**BRIEF:**
Reproduce the items from the line containing "Could you please spot the steering" through the end of the items, changing "grass verge" to "grass strip" and leaving all other text unaltered.
================================
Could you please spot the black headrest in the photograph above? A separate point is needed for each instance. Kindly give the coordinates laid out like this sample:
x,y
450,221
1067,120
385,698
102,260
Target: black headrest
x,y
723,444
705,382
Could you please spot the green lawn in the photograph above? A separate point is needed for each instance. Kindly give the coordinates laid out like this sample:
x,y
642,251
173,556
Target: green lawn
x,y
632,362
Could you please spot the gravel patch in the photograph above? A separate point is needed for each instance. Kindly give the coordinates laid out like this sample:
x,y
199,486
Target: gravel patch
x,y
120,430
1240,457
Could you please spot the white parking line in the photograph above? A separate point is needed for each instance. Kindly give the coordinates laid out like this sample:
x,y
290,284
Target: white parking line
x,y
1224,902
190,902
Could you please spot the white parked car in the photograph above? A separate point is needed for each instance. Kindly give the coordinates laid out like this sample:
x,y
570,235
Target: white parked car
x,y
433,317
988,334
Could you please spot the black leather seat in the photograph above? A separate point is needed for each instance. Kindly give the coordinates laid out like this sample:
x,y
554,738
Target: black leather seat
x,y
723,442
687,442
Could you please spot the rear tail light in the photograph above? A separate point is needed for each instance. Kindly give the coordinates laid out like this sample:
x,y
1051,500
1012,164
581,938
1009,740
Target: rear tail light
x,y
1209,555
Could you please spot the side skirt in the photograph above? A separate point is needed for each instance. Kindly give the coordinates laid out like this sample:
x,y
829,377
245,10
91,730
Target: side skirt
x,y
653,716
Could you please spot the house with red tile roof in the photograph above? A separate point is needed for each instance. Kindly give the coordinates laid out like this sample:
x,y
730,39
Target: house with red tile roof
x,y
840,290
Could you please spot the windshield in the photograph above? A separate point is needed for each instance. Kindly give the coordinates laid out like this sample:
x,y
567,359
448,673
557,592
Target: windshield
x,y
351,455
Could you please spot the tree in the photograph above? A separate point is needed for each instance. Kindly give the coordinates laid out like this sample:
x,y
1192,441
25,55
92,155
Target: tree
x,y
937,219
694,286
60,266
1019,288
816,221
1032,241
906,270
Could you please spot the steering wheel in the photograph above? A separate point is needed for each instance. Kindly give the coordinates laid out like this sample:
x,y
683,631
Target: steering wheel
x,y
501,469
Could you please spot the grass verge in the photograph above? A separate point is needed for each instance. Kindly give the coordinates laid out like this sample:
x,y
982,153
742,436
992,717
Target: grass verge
================================
**EXERCISE ANSWER:**
Could you please spot the steering wheel in the photograph above? A separate point is needed for each instance. Kindly give the coordinates laid out like this sample:
x,y
683,631
Target: steering wheel
x,y
501,469
Could you please spot the grass strip in the photograph above? A separate point is needed for each instance. Kindly give the coordinates laid out like this sample:
x,y
982,153
742,436
992,717
Target: grass strip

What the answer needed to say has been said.